* [PASSAGE GIVEN]:
# NIE and paro



## ljuba_sr (Nov 5, 2014)

Hi all, 

I am about to start receiving paro here in Spain after working for 4 years. But I have some question and maybe someone was in the same situation... 
I am not a citizen of an EU state and I had to renew my working and residency permit every year (NIE). Now that my contract is ending my NIE is ending as well. Given that I am entitled to receive the unemployment benefits, for the next 16 month, I suppose that I am able on bases of that to renew my residency status. 
I was wondering if anyone here had any experience with that, or if you could point me to some info on that. 

Thank you all!


----------



## xabiaxica (Jun 23, 2009)

ljuba_sr said:


> Hi all,
> 
> I am about to start receiving paro here in Spain after working for 4 years. But I have some question and maybe someone was in the same situation...

* [TASK REQUIREMENTS]:
Reproduce the passage of the NIE and paro thread above word for word, from "I am not a citizen" up to and including "Thank you all!".

* [GIVEN INFORMATION]:
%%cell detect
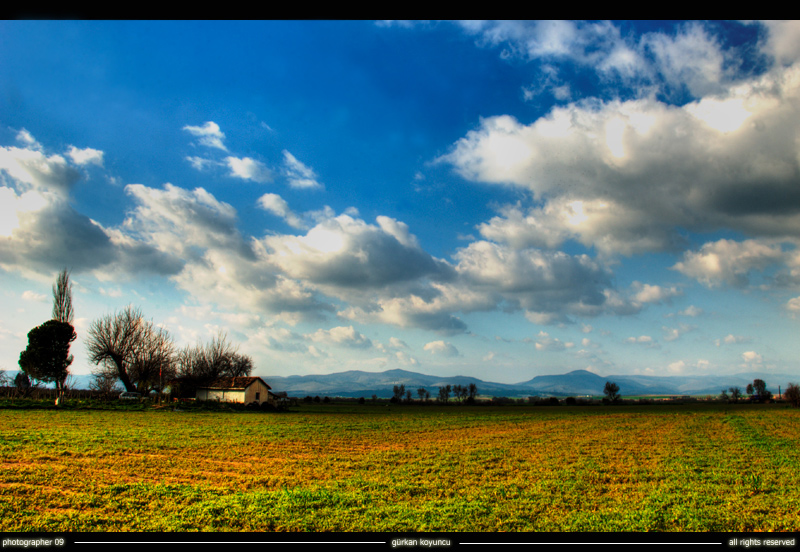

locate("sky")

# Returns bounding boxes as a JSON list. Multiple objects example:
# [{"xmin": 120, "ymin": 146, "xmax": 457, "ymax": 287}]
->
[{"xmin": 0, "ymin": 20, "xmax": 800, "ymax": 383}]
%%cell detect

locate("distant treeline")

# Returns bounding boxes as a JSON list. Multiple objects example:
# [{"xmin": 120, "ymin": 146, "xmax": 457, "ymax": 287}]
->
[{"xmin": 0, "ymin": 386, "xmax": 111, "ymax": 400}]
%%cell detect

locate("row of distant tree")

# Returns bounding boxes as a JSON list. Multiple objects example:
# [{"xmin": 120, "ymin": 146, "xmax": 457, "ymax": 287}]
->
[
  {"xmin": 603, "ymin": 379, "xmax": 800, "ymax": 406},
  {"xmin": 391, "ymin": 383, "xmax": 478, "ymax": 404},
  {"xmin": 14, "ymin": 269, "xmax": 253, "ymax": 394},
  {"xmin": 719, "ymin": 379, "xmax": 800, "ymax": 406}
]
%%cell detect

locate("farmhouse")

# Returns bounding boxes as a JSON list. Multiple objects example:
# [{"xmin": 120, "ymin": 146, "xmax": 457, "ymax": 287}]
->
[{"xmin": 196, "ymin": 377, "xmax": 278, "ymax": 406}]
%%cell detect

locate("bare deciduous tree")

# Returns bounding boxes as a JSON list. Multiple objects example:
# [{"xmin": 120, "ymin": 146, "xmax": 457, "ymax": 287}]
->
[
  {"xmin": 783, "ymin": 383, "xmax": 800, "ymax": 406},
  {"xmin": 53, "ymin": 268, "xmax": 75, "ymax": 324},
  {"xmin": 86, "ymin": 306, "xmax": 175, "ymax": 393},
  {"xmin": 177, "ymin": 332, "xmax": 253, "ymax": 379}
]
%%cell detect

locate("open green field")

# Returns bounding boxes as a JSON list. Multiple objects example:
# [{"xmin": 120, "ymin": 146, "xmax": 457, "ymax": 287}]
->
[{"xmin": 0, "ymin": 404, "xmax": 800, "ymax": 532}]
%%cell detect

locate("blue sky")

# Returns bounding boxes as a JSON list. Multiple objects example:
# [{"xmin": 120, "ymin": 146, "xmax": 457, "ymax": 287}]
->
[{"xmin": 0, "ymin": 21, "xmax": 800, "ymax": 383}]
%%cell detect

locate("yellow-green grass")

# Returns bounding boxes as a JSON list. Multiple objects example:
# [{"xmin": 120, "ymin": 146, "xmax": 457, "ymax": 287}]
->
[{"xmin": 0, "ymin": 404, "xmax": 800, "ymax": 532}]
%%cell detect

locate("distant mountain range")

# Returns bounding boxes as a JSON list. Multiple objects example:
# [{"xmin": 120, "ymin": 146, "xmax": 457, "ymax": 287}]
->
[
  {"xmin": 7, "ymin": 370, "xmax": 800, "ymax": 399},
  {"xmin": 263, "ymin": 370, "xmax": 800, "ymax": 398}
]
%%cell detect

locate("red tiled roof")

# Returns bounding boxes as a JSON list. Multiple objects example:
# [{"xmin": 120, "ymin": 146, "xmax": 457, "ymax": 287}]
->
[{"xmin": 201, "ymin": 376, "xmax": 272, "ymax": 389}]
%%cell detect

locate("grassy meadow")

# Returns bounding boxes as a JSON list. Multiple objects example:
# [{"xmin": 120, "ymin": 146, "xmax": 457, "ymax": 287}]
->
[{"xmin": 0, "ymin": 398, "xmax": 800, "ymax": 532}]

* [FINISHED EXERCISE]:
I am not a citizen of an EU state and I had to renew my working and residency permit every year (NIE). Now that my contract is ending my NIE is ending as well. Given that I am entitled to receive the unemployment benefits, for the next 16 month, I suppose that I am able on bases of that to renew my residency status. 
I was wondering if anyone here had any experience with that, or if you could point me to some info on that. 

Thank you all!